*GIVEN EXERCISE 1*.
Please rewrite the records below as a numbered list, from the line containing "Practice. Find the blue" to the line containing "point(345, 77)", leaving out any blank lines.

*TEXT PASSAGE*.
More Regret
Posted by harlan on 12 Mar 2008 at 01:47 pm | Tagged as: talking to the void
I feel bad for transcribing Bertha’s phone messages in yesterday’s post. While they seemed funny and a little scary to me, they don’t reflect the real Bertha. In fact, I feel bad for calling her “Bertha.” I should have called her “Jennifer” or at least something less witchy like “Matilda.” You see, Bertha came over to my condo last night. Fortunately, I had left the front door unlocked, so she just walked in when I didn’t answer. (I NEVER answer the doorbell unless I’m expecting someone.) If I had locked the door, I wouldn’t have gotten to know Bertha well enough to know that she isn’t crazy, unless of course she climbed through a window. She has a strong will and a forcefulness that’s refreshing. I even like the way she walks. She hangs a little forward and stomps along as if she’s constantly regaining her balance. Something about her combination of vulnerability and assertiveness appeals to me. We’re going out on a date on Friday night. Just the two of us. She’s driving.
Isolation score: 1
Oh for crying out loud, it’s a match made in heaven. Bertha’s not the only one in the relationship who needs to regain her balance.
Well all I can say is…wear your seatbelt. You’re in for a crazy ride!
Are you sure you’re not dating Walter Matthau in drag? Wait, he’s dead.
You’re going out for sushi, right?
Why not lock the door and leave a window open this evening. Let’s see what happens.
You should go buy new pants soon.
This post sounds kinda fishy to me… Writing styles off…Are you being forced to write this at gunpoint? Hahaha, jokes man, have fun with Bertha! and yeah, pants are prolly a good idea.

Coordinate annotation entries

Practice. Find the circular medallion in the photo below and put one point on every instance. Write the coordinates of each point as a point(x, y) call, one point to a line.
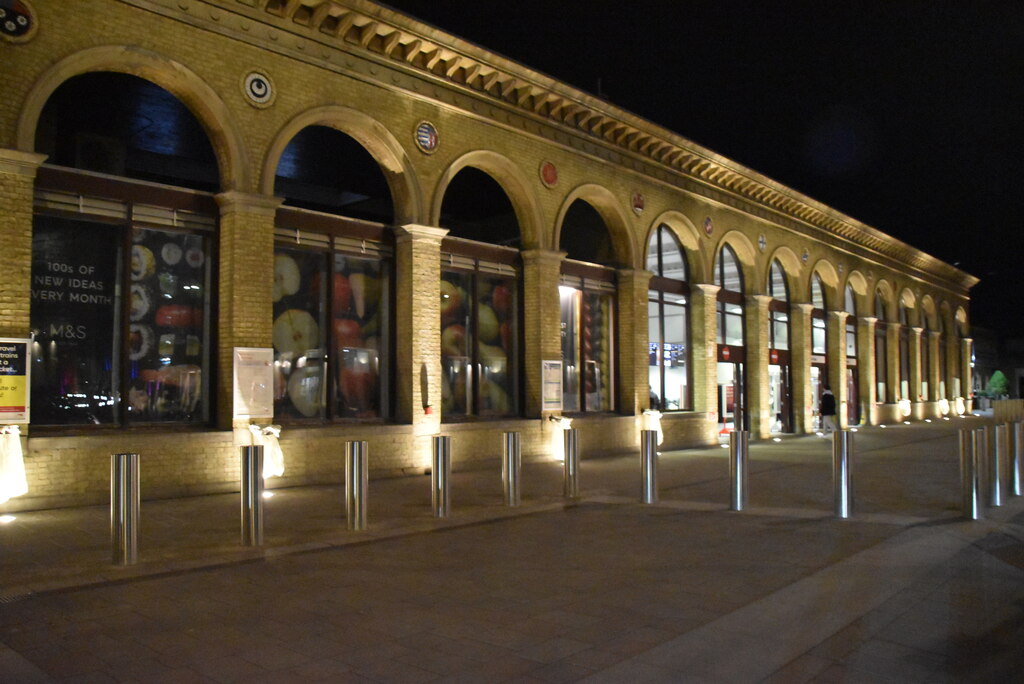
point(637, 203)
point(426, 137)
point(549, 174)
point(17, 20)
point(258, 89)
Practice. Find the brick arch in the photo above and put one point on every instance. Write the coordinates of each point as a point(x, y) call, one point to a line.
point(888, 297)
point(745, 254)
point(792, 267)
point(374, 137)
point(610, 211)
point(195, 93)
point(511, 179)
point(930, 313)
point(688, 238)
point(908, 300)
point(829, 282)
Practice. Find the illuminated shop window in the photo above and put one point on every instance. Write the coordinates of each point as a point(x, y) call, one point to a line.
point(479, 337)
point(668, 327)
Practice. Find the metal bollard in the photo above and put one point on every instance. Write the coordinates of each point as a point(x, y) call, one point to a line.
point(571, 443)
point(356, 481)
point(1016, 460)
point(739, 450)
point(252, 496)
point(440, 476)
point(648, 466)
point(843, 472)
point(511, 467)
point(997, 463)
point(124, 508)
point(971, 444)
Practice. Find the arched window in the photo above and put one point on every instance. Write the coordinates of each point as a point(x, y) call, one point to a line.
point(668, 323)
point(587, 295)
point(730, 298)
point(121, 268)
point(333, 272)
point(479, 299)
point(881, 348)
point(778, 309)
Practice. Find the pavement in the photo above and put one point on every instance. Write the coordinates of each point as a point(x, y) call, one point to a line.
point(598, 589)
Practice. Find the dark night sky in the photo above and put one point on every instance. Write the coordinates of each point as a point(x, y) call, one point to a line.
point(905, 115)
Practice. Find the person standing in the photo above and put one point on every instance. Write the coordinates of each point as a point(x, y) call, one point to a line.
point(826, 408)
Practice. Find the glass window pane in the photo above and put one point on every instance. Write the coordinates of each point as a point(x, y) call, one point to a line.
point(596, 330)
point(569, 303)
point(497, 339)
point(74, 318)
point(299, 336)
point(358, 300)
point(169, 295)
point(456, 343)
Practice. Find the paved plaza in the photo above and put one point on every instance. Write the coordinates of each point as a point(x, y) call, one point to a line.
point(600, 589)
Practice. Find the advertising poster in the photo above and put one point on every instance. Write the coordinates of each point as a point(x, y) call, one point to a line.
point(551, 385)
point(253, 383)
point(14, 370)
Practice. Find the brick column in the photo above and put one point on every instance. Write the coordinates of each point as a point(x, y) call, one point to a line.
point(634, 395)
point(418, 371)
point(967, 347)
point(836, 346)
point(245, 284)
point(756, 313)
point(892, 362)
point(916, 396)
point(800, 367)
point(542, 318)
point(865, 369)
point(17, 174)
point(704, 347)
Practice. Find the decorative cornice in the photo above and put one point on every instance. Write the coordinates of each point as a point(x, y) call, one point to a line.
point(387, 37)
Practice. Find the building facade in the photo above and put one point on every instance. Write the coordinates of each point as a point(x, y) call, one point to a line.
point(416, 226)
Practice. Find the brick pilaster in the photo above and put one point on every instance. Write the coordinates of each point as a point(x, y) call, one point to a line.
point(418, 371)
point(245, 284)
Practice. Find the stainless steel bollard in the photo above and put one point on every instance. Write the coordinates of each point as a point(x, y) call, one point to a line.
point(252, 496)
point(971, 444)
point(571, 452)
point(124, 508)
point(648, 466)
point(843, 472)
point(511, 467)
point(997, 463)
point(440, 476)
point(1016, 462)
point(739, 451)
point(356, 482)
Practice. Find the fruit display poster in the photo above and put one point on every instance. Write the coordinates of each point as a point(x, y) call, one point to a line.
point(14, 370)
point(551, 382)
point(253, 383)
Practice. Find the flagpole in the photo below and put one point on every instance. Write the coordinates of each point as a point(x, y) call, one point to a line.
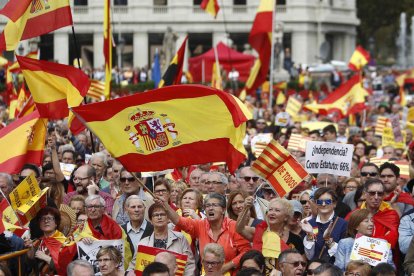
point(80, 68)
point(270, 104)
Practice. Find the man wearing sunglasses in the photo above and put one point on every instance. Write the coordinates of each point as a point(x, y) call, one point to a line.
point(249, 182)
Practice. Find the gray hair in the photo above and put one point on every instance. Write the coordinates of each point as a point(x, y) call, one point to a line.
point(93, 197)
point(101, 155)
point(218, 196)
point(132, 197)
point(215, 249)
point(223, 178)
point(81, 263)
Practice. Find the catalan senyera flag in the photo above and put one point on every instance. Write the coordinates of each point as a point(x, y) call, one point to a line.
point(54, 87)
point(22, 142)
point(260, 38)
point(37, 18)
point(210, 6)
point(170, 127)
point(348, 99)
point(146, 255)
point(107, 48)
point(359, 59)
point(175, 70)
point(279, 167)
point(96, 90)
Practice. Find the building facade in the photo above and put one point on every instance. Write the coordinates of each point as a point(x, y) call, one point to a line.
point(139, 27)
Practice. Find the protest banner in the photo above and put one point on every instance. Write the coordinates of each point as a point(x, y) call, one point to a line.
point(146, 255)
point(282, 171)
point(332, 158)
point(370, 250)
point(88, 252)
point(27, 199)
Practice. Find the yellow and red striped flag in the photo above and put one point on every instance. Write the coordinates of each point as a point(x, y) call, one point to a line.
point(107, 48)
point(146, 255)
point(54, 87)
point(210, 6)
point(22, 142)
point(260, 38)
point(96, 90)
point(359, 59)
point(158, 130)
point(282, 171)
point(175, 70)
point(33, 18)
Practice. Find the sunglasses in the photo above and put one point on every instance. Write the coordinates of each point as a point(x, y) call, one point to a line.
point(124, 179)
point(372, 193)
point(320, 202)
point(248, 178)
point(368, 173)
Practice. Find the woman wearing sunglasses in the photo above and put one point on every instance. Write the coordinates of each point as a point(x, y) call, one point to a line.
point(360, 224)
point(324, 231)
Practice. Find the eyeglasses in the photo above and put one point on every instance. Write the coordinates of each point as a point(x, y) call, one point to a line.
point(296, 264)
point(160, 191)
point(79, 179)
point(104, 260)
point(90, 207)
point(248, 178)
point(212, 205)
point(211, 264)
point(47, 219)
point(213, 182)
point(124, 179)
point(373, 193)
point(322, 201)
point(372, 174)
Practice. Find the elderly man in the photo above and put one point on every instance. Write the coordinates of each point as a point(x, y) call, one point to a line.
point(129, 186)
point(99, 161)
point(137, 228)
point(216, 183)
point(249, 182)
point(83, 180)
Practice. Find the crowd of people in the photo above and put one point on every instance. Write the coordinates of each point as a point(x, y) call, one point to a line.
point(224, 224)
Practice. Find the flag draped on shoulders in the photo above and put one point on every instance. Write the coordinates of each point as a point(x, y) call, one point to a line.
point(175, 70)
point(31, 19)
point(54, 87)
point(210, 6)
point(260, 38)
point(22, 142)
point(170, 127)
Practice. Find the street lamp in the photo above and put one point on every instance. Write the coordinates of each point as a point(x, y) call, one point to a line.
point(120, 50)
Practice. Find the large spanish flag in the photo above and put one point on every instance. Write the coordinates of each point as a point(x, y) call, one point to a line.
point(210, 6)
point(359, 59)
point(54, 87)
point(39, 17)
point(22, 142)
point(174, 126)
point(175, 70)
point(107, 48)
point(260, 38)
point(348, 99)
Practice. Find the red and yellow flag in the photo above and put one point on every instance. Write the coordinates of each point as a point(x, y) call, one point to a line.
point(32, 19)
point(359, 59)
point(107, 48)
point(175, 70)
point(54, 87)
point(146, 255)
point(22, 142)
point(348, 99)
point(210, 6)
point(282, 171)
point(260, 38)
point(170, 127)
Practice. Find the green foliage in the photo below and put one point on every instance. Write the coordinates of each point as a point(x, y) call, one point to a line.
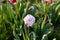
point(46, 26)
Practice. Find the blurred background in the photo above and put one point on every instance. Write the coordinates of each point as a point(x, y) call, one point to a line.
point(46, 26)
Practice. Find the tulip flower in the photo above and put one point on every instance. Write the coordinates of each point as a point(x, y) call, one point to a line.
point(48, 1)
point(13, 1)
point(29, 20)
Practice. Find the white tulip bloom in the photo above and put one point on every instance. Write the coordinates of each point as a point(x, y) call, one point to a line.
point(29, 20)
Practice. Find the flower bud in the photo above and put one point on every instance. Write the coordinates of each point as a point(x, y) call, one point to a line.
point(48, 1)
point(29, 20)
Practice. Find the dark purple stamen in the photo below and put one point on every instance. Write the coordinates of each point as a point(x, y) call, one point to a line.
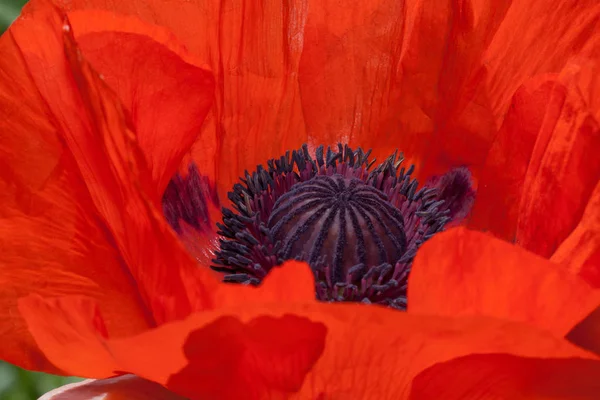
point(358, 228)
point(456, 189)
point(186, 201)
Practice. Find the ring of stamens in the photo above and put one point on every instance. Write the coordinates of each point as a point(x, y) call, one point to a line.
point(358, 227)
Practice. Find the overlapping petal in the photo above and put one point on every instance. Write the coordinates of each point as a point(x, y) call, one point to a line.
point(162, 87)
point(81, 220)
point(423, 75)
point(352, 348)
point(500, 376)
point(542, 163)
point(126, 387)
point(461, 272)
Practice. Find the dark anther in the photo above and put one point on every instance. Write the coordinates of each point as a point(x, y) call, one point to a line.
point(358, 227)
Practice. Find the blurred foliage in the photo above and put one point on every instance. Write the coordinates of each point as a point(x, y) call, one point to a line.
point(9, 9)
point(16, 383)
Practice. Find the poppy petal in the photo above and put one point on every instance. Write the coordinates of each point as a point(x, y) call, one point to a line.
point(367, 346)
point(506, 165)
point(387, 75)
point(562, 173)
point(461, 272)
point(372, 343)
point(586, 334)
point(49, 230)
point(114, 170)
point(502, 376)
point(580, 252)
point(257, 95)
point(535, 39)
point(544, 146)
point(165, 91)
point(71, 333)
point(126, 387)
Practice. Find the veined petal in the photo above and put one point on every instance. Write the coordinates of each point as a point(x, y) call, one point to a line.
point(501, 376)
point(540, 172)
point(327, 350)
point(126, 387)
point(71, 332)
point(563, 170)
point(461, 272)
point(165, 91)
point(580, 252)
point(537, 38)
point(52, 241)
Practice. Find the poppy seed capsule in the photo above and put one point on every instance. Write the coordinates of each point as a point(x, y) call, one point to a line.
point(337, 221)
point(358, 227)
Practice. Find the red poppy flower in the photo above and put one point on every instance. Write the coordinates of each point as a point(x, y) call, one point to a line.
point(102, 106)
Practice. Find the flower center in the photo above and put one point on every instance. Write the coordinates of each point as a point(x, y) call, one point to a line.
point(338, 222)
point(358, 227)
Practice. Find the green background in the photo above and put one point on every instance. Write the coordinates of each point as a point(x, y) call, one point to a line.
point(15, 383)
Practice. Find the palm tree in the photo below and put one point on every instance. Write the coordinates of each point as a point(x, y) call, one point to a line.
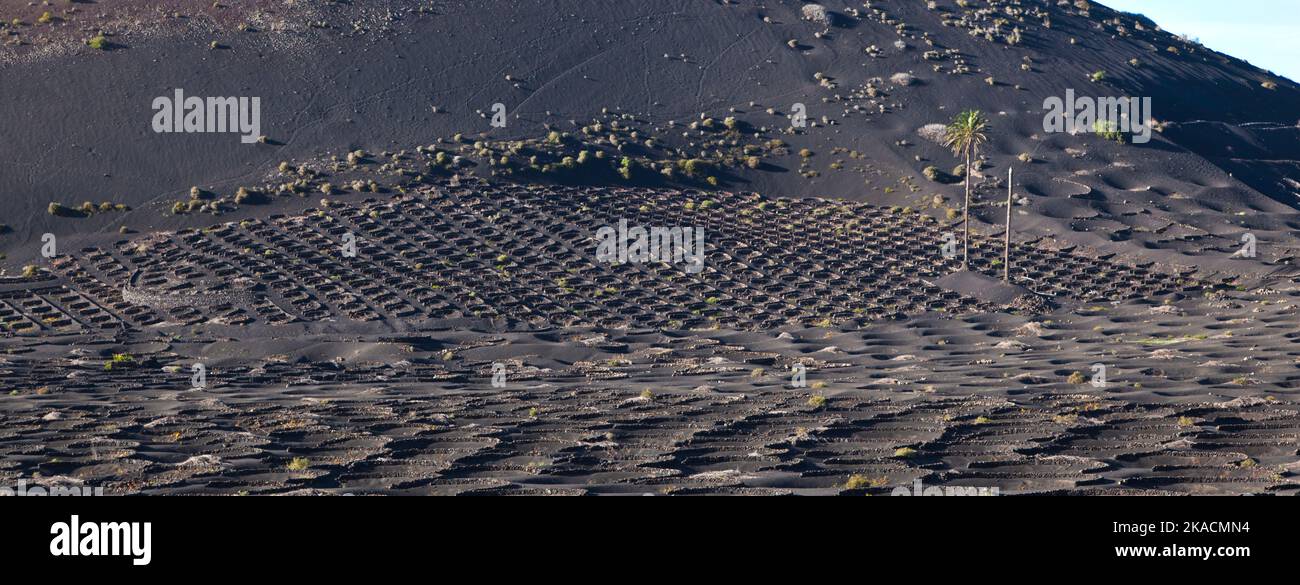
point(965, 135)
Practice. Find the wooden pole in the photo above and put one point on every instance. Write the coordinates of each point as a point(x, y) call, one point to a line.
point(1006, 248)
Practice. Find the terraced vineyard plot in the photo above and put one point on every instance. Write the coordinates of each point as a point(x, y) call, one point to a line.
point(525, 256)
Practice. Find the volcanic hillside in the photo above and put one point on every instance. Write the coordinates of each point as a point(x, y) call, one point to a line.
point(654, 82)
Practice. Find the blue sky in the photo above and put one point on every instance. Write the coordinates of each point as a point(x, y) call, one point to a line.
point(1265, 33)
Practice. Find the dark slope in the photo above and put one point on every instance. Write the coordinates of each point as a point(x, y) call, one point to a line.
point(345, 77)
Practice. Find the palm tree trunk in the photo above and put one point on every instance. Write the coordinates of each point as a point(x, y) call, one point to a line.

*GIVEN EXERCISE 2*.
Repeat the blog post about Bertha word for word, from "Isolation score: 1" to "see what happens.".

*RESPONSE 1*.
1. Practice. Find the blue sky in the photo above and put one point on every instance. Write the coordinates of each point as a point(x, y) call, one point to a line.
2. point(1265, 33)
3. Practice. Find the dark slope in the photo above and put one point on every instance. Write the coordinates of each point as a point(x, y) call, one point to a line.
4. point(345, 77)

*RESPONSE 2*.
Isolation score: 1
Oh for crying out loud, it’s a match made in heaven. Bertha’s not the only one in the relationship who needs to regain her balance.
Well all I can say is…wear your seatbelt. You’re in for a crazy ride!
Are you sure you’re not dating Walter Matthau in drag? Wait, he’s dead.
You’re going out for sushi, right?
Why not lock the door and leave a window open this evening. Let’s see what happens.